» **Document**

........

Page 1 of 1

Simple sorted and fast 'map'

Posted: Sat Jan 21, 2017 3:05 pm
by said
Hi,

Inspired by this thread: http://www.purebasic.fr/english/viewtop ... 13&t=67525

Here is an implementation of a simple key-value pairs structure, similar maps, where keys are string and values are always integer.
Compared to PB native map, this simple structure Dict offers readily sorted Keys and the implemetation seems faster that PB maps in most cases, keys don't need to have uniform casing

I'd like to hear your feedback about possible bugs and speed test ... thanks

Code: Select all

; a Dict simulates a simple map() where key = string and value is integer
; a Dict is readily sorted
DeclareModule Dict
    Declare.i New(Flag.i = #PB_String_NoCase, ReturnWhenNotFound.i = 0)
    Declare.i AddKeyValue(Dict.i, Key.s, Value.i = 0)           ; used to add/update a (key, value)
    Declare.i ValueOfKey(Dict.i, Key.s)
    Declare.i GetKeys(Dict.i, Array Ret.s(1))
    Declare.i GetValues(Dict.i, Array Ret.i(1))
    Declare.i DictSize(Dict.i)                                  ; works like ArraySize(): 0 .. last indexed element
    Declare.i ValueAtIndex(Dict.i, Index.i)

........

» **Written request**
Summarize the forum post above in two sentences.

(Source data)

........

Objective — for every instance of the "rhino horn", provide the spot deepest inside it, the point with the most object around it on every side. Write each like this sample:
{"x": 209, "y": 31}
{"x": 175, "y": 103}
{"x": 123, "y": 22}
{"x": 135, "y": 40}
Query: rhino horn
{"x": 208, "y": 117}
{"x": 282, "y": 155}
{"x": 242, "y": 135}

........

» **Answer to the exercise**
The post presents Dict, a simple key-value structure similar to a map, in which keys are strings and values are always integers. Unlike PB's native map, its keys come already sorted, they need no uniform casing, and it seems faster in most cases; the author asks for feedback on possible bugs and speed tests.